- _Prompt_
Each line from the one containing "Each returned marker MUST fall on one instance of the framed" to the last line of the listing below must be reproduced exactly, and nothing more.

- _Given entries_
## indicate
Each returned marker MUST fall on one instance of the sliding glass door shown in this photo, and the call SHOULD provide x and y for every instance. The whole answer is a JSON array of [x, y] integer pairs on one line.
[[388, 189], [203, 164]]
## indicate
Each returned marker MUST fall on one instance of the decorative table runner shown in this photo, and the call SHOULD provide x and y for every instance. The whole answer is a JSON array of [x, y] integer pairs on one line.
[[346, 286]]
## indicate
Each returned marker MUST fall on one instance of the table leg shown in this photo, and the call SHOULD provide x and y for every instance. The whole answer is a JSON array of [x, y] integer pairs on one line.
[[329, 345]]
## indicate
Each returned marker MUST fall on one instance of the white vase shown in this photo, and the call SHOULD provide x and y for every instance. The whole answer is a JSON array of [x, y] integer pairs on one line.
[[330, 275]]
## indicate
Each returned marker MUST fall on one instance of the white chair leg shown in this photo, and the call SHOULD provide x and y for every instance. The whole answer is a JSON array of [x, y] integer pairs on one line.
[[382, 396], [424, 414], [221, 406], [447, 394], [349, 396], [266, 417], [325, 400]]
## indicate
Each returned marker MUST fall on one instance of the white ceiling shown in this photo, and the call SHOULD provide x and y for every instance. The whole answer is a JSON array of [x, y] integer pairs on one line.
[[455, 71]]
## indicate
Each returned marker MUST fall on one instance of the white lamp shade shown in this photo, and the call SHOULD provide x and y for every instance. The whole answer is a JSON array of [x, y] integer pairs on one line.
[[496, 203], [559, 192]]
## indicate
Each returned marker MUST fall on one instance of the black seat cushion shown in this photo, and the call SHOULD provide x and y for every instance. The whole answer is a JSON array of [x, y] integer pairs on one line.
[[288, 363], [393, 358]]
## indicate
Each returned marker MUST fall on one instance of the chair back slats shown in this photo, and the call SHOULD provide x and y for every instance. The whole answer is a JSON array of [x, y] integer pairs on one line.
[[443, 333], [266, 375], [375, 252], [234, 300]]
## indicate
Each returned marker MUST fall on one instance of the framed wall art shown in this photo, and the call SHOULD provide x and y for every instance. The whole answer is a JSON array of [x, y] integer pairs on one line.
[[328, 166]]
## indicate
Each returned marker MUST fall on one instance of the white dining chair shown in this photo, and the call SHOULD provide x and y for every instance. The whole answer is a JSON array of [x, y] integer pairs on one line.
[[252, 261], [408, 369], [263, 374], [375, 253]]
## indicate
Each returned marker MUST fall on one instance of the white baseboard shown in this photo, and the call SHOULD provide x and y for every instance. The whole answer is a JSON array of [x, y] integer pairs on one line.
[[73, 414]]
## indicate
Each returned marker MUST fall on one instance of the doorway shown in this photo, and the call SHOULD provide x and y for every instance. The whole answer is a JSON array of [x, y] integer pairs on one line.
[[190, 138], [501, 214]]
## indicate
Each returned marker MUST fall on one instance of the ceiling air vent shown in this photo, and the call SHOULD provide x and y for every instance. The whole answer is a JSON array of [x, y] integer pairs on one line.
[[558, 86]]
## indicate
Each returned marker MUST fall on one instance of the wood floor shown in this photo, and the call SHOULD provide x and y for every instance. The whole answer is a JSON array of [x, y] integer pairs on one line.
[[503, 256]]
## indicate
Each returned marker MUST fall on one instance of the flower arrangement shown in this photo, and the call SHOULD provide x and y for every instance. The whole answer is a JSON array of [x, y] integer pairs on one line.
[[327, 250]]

- _Task solution_
Each returned marker MUST fall on one instance of the framed wall art shown in this photo, and the call SHOULD provide x and y for every instance. The whole answer is a JSON array of [x, y] integer pairs on one line.
[[328, 166]]
## indicate
Each returned marker MUST fall on one instance of the white dining chair shown in this photo, and the call SHOULD provide x and y for every instance. The whole answer is a JSON array of [x, y] integer pairs on one line.
[[252, 261], [408, 369], [263, 374], [375, 253]]
## indicate
Each returned marker MUST fall on one instance of the white baseboard shown in this photo, and the call SHOULD provide x and y for every instance. The whole answer is a JSON array of [x, y] integer pairs on one line.
[[73, 414]]
## indicate
Each returned marker MUST fall on one instance of the doorway shown in this photo, and the call SHOULD provide x and y for every instance. The whole answer is a JSON array of [x, y] integer pairs on one line.
[[190, 138], [501, 214]]
## indicate
Each returned marker MUST fall on one instance of the ceiling air vent shown in this photo, and the call SHOULD provide x and y for every instance. The whole answer is a JSON array of [x, y] integer pairs on one line.
[[558, 86]]
## indicate
Each returned marker MUST fall on one instance of the wood floor shown in this photo, and the call SHOULD provide x and y for every instance. The whole answer is a JSON array of [x, y] integer pairs on one line.
[[503, 256]]
## indicate
Each returned marker MUST fall on one instance of the flower arrangement shown in this photo, and the call SHOULD provide x and y for every instance. The whole answer is a JSON array of [x, y] integer pairs on one line.
[[327, 250]]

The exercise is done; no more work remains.